RECORDED DATA:

*****

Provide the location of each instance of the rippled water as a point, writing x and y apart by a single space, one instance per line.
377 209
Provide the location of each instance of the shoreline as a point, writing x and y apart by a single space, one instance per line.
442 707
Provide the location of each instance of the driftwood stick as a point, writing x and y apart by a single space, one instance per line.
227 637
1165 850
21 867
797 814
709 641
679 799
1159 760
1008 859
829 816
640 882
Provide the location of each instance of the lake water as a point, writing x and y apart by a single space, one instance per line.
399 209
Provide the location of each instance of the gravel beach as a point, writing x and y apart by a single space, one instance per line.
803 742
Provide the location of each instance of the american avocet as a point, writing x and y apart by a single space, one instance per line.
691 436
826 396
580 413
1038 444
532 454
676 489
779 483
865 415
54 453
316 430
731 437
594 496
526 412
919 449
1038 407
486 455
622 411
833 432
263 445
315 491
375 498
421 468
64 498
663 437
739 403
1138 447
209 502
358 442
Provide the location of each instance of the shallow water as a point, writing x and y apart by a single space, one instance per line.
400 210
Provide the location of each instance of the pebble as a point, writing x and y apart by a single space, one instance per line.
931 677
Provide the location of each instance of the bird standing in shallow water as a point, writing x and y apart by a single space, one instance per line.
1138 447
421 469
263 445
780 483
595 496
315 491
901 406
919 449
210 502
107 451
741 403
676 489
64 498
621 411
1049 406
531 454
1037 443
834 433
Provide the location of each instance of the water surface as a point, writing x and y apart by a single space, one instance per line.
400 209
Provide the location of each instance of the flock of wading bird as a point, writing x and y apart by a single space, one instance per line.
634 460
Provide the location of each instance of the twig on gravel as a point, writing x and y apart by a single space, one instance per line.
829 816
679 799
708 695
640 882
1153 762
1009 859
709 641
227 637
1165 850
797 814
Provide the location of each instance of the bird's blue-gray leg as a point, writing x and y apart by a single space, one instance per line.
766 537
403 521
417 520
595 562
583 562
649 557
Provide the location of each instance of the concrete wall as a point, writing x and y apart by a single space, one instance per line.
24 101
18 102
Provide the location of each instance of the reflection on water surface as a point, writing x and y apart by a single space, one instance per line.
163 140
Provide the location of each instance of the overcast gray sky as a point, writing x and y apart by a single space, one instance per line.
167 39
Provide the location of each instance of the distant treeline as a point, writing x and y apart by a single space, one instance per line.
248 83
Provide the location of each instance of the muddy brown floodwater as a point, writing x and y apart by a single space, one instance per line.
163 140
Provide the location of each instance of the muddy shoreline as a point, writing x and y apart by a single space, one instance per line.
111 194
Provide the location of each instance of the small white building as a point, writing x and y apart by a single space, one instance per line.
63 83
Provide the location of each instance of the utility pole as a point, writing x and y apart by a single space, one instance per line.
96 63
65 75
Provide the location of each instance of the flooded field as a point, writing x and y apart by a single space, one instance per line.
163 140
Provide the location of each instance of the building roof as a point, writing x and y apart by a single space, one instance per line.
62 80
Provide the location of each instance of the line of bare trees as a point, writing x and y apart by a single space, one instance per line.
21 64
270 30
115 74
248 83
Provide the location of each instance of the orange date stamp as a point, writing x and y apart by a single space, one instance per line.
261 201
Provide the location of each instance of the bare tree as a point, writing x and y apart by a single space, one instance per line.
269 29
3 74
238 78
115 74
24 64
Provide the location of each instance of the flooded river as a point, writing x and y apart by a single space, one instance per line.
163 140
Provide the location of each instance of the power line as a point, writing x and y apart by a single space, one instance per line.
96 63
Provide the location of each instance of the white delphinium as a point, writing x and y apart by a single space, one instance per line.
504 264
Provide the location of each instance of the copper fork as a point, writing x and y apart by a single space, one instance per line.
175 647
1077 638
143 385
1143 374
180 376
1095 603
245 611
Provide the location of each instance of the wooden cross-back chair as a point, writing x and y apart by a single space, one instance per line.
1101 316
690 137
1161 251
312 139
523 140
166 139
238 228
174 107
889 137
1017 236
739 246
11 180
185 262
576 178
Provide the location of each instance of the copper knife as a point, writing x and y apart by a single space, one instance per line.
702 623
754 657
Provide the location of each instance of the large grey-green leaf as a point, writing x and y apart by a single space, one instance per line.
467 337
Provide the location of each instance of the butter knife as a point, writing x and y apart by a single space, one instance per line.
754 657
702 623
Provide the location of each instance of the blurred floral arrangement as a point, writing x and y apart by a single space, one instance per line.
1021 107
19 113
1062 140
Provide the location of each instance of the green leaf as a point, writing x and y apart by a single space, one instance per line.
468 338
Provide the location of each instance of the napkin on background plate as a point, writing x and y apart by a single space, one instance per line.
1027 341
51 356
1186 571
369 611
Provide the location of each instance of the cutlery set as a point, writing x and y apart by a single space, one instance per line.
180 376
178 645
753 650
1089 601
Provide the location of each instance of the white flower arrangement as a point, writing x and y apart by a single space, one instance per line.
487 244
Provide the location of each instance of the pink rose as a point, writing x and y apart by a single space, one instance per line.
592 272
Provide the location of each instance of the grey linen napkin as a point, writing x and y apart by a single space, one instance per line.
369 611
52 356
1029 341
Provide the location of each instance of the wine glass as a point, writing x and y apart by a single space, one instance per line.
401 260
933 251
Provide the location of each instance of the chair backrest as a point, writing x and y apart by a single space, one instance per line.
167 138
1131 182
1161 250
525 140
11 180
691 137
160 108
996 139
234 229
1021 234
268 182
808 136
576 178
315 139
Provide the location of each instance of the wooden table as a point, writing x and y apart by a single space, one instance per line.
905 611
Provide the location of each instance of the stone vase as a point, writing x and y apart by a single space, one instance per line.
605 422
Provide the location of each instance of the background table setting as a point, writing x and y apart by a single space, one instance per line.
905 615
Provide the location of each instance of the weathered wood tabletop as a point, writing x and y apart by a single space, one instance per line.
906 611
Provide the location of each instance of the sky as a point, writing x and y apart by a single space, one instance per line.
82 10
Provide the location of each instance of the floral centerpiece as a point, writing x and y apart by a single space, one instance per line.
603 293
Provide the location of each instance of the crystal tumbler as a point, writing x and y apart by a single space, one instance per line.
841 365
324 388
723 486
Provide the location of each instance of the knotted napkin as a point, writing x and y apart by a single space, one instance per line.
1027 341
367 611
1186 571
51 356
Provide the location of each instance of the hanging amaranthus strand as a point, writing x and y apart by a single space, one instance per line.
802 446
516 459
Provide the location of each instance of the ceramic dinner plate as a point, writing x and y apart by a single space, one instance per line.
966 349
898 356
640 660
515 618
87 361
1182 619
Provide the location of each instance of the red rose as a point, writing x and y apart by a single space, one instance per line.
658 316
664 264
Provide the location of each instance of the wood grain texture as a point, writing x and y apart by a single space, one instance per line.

*****

CHALLENGE: Rewrite every item above, replacing "Provide" with "Give" throughout and leaving everything else unchanged.

OUTPUT OF THE TASK:
Give the location of each instance of the rippled water as a point, writing x and y apart by a single space, one instance per line.
377 209
Give the location of each instance of the shoreline as a point, writing x and y apart by a single space, one instance per line.
442 707
Give the location of each instance of the driftwood stick as a point, writing x and y apart by a single space, one instance per line.
227 637
1165 850
21 867
797 814
709 641
679 799
1159 760
1008 859
829 816
640 882
Give the location of each instance of the lake water as a point, writing x and y apart by a single space, one instance per line.
399 209
Give the location of each instance of the gravel beach as a point, writing x and y apart by a single space, one instance per line.
803 742
Give the location of each instance of the american avocet as a point, writing x and y apart by a single space, one instance per line.
691 436
826 396
580 413
1038 444
532 454
676 489
779 483
865 415
54 453
316 430
731 437
594 496
526 412
919 449
1038 407
486 455
622 411
833 432
263 445
315 491
375 498
421 468
64 498
663 437
739 403
1138 447
209 502
358 442
Give the location of each instance of the shallow water as a point, writing x and y apart by a single space, one instance per line.
400 210
Give the location of each instance of the pebble as a point, writing x and y apart by a single space, one instance per line.
931 677
Give the location of each instance of the bird standing in shallow water as a point, writing x and y apart by a single space, one instance per line.
1138 447
421 469
263 445
780 483
595 496
315 491
901 406
919 449
210 502
107 451
741 403
676 489
64 498
621 411
1049 406
531 454
1037 443
834 433
Give the location of each instance of the water surface as a point, writing x and y apart by a single space, one instance per line.
400 209
Give the location of each instance of the flock of wading bird as a point, writing x and y apart by a single space, one instance per line.
634 460
Give the location of each instance of the twig on gravel as a point, writing x and y apart by a single space, one instance per line.
829 816
679 799
708 695
640 882
1153 762
1009 859
709 641
227 637
1165 850
797 814
Give the location of each instance of the bird's blue-gray leg as a point, writing x and y apart by a single space, one instance per line.
766 537
403 521
417 520
595 562
583 562
649 557
Give the location of each instance of the concrete wall as a point, writing x and y apart by a single space, one instance per line.
24 101
18 102
Give the location of each instance of the reflection on water surface as a point, writing x and y apart by a single space, one instance per line.
163 140
Give the location of each instance of the overcast gray sky as a point, writing x and y apart by a single space, one instance per line.
167 39
Give the location of each instance of the distant treeline as a point, writing x and y apart by a single space, one instance per line.
248 83
Give the location of each instance of the muddy brown floodwater as a point, writing x and y apart by a single space, one instance per line.
163 140
Give the location of each instance of the muddy shoreline as a point, writing x and y apart by a single space, one instance per line.
111 194
Give the location of each instance of the small white building as a point, writing x and y apart by a single space, one instance per line.
63 83
Give the location of each instance of the utility pole as a point, writing x and y apart by a single space, one instance per line.
96 63
65 75
Give the location of each instance of the flooded field as a point, writing x and y apart by a single space, one instance per line.
163 140
Give the location of each instance of the building roof as a point, writing x and y apart by a single space, one instance per line.
62 80
Give the location of each instance of the line of bare trees as a point, writing x and y apart by a single space, one instance per line.
21 64
270 30
115 74
248 83
Give the location of each instance of the orange date stamp as a point, writing x and y apart by a single space, one instance per line.
261 201
Give the location of each instance of the bare tree as a point, writing x and y apart by a single space, one instance per line.
269 29
3 74
238 78
115 74
24 64
Give the location of each instance of the flooded river as a point, writing x and y apart by a single space, one instance per line.
163 140
Give the location of each instance of the power line as a point, writing x and y apart by a single space, one instance per line.
96 63
Give the location of each instance of the white delphinium as a point, writing x and y apart by a single space, one instance per line.
504 264
Give the location of each instance of the copper fork as a point, writing x and y apart by a single space, one instance per line.
175 647
1077 638
143 385
1143 374
180 376
1095 603
245 611
Give the location of each instance of the wooden cross-back chair as a point, writing x and y apart by a single space, one instance per line.
1101 316
690 137
1161 251
312 139
523 140
166 139
238 228
174 107
889 137
1017 236
739 246
11 180
185 262
576 178
Give the location of each instance of the copper knife as a point, writing x and y apart by a single space, one instance per line.
702 623
754 657
Give the location of each instance of the large grey-green leaf as a point, writing x and y apart by a single space, one instance per line.
467 337
Give the location of each instance of the butter knife as a point, writing x and y apart by a single space, one instance per line.
754 657
702 623
Give the location of each instance of the blurred floral arrangement as a point, writing x and y apart by a single space, one instance per line.
1021 107
19 113
1062 140
Give the location of each instance of the green leaf as a point, writing x and y apart by a single space, one instance per line.
468 338
Give the location of each instance of the napkin on background plate as a point, writing x and y apart by a single space, one instance per line.
1027 341
51 356
1186 571
369 611
Give the location of each instance of the cutlery set as a point, writing x and y apart by a single space, one instance per line.
180 376
178 645
753 650
1089 601
Give the location of each instance of the white flower arrangement as a point, writing x and y apart by a single space, one instance per line.
487 244
Give the location of each instance of the pink rose as a point, writing x and y apart by a single space, one instance per line.
592 272
Give the location of each instance of the grey linen napkin as a point, writing x and y apart by a single space, one instance per line.
369 611
52 356
1029 341
Give the location of each instance of the wine glass as a point, writing x and y apart by a single space, one instance per line.
401 260
933 251
Give the location of each instance of the chair backrest as a point, writing x and y apart by a single space, one instance per line.
167 138
1131 182
1161 250
525 140
11 180
691 137
160 108
996 139
234 229
1021 234
268 182
808 136
576 178
315 139
Give the location of each instance of the wooden table as a point, writing x and y apart by a single space, one instance per line.
905 611
Give the location of each instance of the stone vase as a point, writing x and y apart by a single space, one instance per line.
605 422
Give the location of each instance of the background table setting as a point, writing x and y apart by a single space, one instance per line.
905 615
Give the location of each instance of the weathered wood tabletop as a point, writing x and y apart by a single space, one instance per line.
906 611
Give the location of each instance of the sky as a point, writing x and y apart by a single space, one instance per line.
82 10
Give the location of each instance of the floral centerpiece as a point, writing x and y apart by a single space, one instance per line.
603 293
Give the location of each instance of the crystal tumbler as a point, writing x and y apart by a single space, one instance per line.
841 365
324 388
723 486
Give the location of each instance of the knotted napkin as a point, writing x and y apart by a single space, one instance per line.
1027 341
367 611
1186 571
51 356
Give the location of each instance of the hanging amaranthus strand as a point, writing x and y apart by a single space, one instance per line.
802 446
516 459
Give the location of each instance of the ceramic dinner plate as a point, writing x and y apart by a single space, one instance per line.
966 349
898 356
640 660
515 618
87 361
1182 619
Give the location of each instance of the red rose as a point, writing x and y apart by a single space, one instance per line.
658 316
664 264
Give the location of each instance of the wood grain texture as a point, writing x and y apart by a single space, one instance per line.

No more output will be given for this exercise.